Start of The input

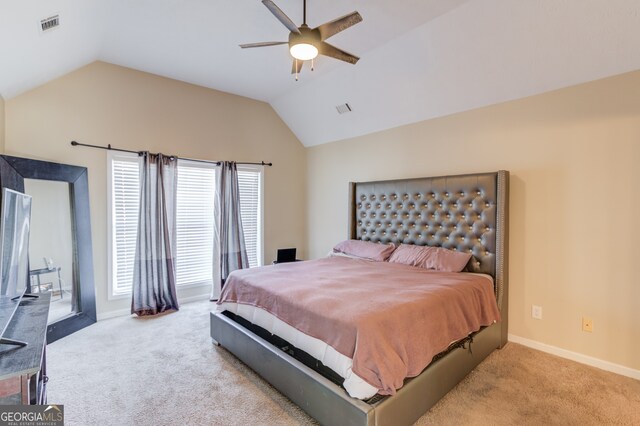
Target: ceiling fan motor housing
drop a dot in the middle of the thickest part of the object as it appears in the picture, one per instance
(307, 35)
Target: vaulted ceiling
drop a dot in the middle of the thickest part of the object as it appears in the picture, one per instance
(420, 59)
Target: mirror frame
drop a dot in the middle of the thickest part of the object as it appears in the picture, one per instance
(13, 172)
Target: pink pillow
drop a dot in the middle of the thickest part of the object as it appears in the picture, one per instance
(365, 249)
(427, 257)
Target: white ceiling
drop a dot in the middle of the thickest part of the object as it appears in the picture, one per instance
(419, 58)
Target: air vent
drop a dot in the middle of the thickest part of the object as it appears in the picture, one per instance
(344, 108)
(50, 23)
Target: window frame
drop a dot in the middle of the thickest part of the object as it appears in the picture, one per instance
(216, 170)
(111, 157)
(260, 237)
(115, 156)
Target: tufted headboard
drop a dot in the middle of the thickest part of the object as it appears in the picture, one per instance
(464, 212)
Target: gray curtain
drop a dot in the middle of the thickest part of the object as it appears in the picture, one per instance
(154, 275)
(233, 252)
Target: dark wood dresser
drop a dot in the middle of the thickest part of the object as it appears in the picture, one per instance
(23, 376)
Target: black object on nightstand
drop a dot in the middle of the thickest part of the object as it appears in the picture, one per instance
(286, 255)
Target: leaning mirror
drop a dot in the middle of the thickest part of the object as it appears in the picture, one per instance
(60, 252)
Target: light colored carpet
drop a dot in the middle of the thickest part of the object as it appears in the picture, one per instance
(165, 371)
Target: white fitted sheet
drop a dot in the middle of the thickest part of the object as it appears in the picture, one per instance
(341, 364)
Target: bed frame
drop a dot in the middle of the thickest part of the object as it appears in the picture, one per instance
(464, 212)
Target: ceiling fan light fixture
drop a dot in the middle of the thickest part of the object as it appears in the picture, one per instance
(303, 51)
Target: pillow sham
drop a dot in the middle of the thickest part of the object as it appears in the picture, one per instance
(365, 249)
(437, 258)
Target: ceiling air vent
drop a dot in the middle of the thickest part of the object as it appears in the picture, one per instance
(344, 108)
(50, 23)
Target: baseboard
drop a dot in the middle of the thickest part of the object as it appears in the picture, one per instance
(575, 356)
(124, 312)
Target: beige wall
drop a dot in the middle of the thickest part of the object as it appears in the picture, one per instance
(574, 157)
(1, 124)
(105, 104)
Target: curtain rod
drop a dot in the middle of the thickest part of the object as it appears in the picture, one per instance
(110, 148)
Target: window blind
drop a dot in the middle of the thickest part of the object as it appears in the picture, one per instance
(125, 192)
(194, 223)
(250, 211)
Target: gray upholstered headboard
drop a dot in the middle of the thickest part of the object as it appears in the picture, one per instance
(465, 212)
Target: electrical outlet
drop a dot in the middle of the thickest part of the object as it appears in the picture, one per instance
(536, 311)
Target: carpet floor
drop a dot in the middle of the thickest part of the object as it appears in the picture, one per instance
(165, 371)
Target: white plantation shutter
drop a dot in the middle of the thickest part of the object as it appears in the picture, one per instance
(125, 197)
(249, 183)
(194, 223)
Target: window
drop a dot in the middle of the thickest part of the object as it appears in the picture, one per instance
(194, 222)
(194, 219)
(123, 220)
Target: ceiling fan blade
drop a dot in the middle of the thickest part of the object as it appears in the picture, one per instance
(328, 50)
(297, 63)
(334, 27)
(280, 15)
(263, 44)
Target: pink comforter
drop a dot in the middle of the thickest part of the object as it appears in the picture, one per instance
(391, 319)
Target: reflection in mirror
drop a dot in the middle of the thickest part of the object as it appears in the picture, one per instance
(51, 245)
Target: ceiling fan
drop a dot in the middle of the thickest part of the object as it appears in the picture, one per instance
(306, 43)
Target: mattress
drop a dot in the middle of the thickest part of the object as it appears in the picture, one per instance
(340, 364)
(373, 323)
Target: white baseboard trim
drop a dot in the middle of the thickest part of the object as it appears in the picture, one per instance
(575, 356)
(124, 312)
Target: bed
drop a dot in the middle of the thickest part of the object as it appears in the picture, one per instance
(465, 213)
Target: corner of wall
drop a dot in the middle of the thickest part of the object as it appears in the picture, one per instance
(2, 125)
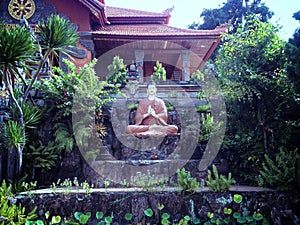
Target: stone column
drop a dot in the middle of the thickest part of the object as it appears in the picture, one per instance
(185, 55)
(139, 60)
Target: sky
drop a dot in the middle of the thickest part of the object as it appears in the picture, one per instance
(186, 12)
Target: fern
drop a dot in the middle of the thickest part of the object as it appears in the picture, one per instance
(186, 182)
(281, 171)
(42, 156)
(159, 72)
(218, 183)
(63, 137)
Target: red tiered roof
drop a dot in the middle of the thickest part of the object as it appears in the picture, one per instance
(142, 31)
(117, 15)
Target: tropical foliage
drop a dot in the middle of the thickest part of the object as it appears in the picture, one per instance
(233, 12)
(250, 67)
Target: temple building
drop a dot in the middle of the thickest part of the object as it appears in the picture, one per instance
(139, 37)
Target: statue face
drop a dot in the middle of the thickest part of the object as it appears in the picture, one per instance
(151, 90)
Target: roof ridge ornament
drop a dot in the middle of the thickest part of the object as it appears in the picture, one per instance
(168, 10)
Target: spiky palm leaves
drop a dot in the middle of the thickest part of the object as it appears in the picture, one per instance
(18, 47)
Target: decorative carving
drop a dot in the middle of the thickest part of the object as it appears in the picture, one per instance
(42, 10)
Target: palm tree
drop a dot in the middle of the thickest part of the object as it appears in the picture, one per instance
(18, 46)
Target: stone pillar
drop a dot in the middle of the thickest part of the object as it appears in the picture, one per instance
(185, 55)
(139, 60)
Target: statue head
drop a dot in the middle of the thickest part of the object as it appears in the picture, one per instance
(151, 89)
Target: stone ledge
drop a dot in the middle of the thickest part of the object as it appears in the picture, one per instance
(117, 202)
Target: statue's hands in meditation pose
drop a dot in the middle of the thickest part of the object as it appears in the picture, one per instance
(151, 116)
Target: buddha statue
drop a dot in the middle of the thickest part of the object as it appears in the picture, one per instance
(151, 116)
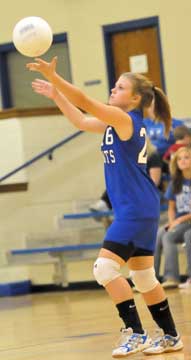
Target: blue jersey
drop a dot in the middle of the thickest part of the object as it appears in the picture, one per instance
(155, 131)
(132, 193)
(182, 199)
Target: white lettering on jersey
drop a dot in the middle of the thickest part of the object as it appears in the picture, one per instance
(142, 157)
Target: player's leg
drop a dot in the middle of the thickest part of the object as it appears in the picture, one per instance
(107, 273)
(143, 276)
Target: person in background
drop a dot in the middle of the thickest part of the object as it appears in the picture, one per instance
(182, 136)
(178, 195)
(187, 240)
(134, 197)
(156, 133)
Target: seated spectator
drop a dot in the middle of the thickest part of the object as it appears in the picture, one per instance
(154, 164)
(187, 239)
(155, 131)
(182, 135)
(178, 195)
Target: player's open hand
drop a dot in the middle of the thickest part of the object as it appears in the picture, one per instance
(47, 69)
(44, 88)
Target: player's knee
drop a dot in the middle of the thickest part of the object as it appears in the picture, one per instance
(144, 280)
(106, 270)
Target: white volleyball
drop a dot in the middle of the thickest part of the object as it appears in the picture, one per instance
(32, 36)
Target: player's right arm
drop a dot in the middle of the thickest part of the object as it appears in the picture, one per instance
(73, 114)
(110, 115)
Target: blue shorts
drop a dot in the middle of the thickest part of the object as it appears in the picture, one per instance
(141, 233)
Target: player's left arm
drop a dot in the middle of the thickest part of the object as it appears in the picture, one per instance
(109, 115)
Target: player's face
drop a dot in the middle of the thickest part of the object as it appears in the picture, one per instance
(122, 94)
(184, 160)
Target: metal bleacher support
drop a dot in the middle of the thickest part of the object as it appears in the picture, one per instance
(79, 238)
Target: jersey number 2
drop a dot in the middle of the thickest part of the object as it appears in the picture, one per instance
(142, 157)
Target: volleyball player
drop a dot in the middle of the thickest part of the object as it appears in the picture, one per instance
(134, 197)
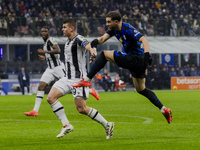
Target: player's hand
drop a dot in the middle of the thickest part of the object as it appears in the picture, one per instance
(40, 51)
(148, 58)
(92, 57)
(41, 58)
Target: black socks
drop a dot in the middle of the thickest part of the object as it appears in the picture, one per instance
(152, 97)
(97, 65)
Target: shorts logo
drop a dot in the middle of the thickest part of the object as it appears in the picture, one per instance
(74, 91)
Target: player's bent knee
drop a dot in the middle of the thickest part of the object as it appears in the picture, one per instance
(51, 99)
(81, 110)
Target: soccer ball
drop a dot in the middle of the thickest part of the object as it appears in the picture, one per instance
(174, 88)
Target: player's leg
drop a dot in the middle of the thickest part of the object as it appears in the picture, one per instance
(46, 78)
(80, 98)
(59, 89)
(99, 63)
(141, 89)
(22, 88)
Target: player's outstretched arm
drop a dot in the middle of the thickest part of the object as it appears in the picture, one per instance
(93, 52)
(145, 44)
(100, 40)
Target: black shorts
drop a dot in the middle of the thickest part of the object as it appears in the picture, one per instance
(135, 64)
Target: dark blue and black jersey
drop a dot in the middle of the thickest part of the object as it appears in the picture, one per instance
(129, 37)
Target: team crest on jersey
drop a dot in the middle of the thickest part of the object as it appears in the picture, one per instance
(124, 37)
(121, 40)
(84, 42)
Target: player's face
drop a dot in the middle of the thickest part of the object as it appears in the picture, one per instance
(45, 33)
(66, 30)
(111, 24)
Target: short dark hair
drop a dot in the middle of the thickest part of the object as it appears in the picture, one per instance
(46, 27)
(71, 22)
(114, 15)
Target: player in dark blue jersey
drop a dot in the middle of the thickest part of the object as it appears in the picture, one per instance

End of The input

Task ::
Considering the records above, how many lines hold "gray"? Please answer with only the number.

Written response ::
2